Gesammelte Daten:
+ + + + + + +

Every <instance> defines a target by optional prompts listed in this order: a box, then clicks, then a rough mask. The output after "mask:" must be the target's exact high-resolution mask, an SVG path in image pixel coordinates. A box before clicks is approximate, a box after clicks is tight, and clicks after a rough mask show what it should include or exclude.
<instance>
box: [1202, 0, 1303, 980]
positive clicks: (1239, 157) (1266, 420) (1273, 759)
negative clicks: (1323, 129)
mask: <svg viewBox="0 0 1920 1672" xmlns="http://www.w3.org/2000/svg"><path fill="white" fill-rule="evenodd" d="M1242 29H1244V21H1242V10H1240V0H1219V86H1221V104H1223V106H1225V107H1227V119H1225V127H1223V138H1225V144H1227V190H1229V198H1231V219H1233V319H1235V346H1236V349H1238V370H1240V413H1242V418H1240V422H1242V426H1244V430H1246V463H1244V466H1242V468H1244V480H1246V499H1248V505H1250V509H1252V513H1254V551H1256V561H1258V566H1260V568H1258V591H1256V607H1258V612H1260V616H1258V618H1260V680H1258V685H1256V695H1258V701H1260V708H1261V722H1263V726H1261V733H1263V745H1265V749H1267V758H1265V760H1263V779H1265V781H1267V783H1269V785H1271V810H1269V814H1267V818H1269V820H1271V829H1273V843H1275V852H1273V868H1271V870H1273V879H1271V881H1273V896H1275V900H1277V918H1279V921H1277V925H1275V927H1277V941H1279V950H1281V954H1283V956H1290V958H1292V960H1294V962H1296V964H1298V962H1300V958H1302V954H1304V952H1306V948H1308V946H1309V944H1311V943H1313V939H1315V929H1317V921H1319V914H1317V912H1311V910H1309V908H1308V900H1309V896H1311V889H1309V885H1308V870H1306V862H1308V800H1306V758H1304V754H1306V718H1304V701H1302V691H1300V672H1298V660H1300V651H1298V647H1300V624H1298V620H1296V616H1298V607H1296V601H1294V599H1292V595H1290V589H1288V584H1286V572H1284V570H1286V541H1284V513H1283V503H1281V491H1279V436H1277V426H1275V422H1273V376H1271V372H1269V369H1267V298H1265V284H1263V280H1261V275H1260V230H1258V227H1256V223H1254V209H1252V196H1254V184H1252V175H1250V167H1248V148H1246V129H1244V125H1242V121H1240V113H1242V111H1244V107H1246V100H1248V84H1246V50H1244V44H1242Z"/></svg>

+ + + + + + +

Arbeitsauftrag: Kopiere bitte die Zeilen oben vom Anfang bis einschließlich der Zeile mit „negative clicks: (1323, 129)“ Zeichen für Zeichen.

Übungsergebnis:
Every <instance> defines a target by optional prompts listed in this order: a box, then clicks, then a rough mask. The output after "mask:" must be the target's exact high-resolution mask, an SVG path in image pixel coordinates. A box before clicks is approximate, a box after clicks is tight, and clicks after a rough mask show what it should include or exclude.
<instance>
box: [1202, 0, 1303, 980]
positive clicks: (1239, 157) (1266, 420) (1273, 759)
negative clicks: (1323, 129)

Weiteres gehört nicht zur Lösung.